Exercise goal — Copy the listing below word for word, leaving out the pictures.

-- start of Records supplied --

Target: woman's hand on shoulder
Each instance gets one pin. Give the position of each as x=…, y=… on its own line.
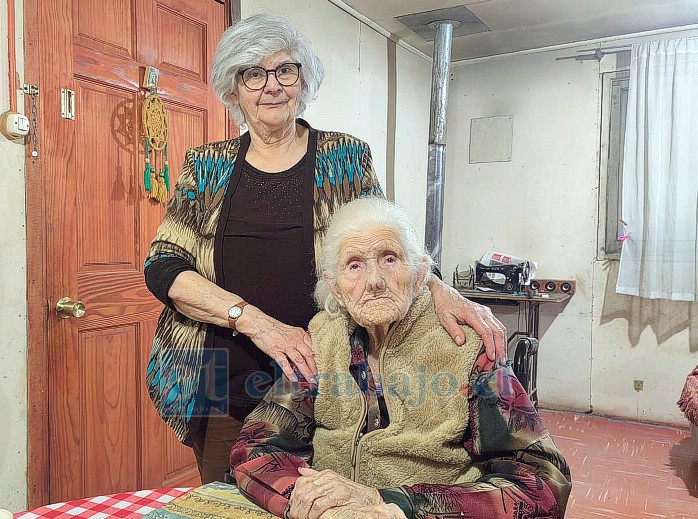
x=288, y=345
x=316, y=494
x=454, y=310
x=382, y=511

-- end of Records supplied --

Exercise response —
Target: woman's hand on shoulder
Each instance gets one pin. Give the position of each as x=…, y=… on its own line.
x=288, y=345
x=316, y=494
x=454, y=310
x=382, y=511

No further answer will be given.